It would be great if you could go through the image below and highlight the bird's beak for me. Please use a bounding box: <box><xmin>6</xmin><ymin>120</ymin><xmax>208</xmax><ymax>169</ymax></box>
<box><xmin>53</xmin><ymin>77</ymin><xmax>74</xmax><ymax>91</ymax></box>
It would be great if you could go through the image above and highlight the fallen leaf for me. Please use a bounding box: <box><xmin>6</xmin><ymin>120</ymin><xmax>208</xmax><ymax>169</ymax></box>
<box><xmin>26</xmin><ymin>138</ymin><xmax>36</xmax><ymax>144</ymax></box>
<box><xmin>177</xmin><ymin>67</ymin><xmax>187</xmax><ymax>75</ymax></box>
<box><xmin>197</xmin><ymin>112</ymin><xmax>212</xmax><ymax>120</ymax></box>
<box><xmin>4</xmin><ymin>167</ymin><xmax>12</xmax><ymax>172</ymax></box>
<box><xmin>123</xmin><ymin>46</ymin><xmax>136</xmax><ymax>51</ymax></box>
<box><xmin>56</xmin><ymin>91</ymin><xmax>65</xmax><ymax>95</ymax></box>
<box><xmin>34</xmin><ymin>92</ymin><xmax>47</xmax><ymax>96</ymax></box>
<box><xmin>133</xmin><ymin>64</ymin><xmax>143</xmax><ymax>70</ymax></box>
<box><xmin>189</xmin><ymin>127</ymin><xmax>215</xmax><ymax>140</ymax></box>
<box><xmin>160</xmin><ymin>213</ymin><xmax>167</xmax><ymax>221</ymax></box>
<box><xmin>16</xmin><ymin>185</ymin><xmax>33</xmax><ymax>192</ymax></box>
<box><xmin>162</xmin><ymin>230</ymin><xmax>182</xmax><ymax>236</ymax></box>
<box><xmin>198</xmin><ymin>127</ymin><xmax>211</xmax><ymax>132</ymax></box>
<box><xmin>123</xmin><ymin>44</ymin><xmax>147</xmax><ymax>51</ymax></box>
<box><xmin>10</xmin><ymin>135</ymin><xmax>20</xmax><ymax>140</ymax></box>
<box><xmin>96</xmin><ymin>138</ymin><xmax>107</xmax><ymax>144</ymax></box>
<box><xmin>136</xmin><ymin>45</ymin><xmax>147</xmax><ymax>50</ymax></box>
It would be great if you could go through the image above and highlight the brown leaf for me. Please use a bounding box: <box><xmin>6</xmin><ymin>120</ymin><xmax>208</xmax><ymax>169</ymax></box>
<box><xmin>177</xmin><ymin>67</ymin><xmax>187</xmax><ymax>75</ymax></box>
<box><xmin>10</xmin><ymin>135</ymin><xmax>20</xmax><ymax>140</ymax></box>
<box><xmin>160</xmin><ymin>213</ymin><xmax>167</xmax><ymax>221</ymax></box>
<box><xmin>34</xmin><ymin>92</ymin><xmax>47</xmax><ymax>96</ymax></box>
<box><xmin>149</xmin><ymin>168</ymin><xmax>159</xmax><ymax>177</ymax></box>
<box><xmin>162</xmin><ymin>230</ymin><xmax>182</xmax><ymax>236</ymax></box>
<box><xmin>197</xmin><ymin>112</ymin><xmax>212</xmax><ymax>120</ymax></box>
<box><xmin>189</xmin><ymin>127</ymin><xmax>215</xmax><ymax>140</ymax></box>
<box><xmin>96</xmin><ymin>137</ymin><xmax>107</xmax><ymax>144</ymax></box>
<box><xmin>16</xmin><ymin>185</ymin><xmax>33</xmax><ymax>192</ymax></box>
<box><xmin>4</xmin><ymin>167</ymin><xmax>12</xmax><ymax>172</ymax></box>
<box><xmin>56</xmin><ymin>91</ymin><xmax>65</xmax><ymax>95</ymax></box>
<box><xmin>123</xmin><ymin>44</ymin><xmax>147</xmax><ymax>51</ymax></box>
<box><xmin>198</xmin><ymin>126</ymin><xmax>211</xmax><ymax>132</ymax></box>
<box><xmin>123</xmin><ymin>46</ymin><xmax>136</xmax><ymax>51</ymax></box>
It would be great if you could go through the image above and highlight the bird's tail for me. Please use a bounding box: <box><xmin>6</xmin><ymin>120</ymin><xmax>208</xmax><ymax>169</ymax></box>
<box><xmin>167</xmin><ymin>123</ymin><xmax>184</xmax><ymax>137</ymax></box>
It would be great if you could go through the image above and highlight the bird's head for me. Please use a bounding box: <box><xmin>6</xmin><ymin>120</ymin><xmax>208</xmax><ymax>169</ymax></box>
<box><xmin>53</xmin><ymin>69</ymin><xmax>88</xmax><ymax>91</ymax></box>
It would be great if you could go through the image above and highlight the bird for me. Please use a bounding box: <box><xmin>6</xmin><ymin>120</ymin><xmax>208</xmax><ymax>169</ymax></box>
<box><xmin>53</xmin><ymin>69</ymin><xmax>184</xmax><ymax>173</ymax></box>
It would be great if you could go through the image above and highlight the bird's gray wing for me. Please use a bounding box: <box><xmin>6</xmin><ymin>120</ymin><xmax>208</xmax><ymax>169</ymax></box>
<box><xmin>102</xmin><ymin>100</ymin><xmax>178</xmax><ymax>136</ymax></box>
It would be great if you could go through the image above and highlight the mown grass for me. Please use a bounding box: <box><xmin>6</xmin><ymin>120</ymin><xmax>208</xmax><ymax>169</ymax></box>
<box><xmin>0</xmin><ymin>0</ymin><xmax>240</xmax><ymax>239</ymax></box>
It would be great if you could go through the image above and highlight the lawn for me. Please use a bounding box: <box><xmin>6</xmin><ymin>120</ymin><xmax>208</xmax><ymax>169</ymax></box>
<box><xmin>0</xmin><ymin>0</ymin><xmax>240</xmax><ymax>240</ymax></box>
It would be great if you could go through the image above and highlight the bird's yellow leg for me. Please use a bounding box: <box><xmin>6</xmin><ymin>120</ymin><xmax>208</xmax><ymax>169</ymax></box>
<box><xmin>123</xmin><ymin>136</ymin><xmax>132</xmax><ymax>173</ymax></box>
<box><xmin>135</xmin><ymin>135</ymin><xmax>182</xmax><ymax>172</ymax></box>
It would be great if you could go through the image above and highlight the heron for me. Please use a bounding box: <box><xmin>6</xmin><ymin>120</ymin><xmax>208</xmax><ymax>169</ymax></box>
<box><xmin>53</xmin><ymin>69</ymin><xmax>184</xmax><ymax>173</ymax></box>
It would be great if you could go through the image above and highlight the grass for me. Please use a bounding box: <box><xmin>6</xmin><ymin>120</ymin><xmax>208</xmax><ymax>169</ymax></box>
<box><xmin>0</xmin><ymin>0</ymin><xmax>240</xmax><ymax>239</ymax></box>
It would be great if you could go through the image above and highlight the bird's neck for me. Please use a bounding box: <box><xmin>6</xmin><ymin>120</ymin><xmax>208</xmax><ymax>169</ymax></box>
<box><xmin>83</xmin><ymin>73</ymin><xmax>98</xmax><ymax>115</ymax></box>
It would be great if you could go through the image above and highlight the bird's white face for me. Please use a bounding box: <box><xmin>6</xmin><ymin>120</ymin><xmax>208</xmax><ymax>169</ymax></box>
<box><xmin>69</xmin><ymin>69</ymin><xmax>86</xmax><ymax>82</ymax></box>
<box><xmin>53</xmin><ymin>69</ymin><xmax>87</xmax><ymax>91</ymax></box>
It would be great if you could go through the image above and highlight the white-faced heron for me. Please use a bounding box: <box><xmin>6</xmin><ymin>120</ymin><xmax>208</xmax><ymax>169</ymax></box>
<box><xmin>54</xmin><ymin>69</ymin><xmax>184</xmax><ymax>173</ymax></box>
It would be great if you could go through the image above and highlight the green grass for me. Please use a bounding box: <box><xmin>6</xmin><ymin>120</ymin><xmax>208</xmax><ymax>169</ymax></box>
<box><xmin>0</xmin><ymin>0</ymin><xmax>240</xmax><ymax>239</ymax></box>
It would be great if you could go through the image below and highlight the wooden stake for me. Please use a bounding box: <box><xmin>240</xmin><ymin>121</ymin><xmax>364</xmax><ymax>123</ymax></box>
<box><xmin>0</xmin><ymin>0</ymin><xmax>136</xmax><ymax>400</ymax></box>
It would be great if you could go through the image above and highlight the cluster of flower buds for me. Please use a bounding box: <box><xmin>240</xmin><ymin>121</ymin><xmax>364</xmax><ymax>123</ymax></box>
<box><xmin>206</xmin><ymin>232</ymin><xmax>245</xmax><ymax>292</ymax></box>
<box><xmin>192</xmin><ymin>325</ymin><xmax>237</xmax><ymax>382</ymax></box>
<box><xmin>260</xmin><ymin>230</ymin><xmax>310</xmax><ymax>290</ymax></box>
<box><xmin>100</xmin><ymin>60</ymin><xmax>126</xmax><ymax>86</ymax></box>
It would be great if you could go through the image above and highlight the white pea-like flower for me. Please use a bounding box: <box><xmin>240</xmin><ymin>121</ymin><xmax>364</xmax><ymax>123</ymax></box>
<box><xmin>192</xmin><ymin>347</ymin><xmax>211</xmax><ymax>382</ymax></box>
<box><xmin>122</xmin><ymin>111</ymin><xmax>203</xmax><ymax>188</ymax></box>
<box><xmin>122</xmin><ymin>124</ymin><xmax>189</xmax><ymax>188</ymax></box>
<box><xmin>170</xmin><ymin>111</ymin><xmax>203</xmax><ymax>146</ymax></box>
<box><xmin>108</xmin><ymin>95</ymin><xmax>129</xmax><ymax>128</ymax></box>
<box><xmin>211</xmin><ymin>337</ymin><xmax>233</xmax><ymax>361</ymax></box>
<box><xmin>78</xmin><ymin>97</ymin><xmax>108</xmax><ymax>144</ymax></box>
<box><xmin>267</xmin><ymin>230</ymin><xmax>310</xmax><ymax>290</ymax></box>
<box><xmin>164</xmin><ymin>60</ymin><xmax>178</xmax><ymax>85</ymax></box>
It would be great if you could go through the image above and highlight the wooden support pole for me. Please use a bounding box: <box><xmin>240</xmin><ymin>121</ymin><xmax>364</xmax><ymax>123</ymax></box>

● **The exercise**
Report how many lines of the entries above contain the string "below". Give only the number.

● **Result of this exercise**
2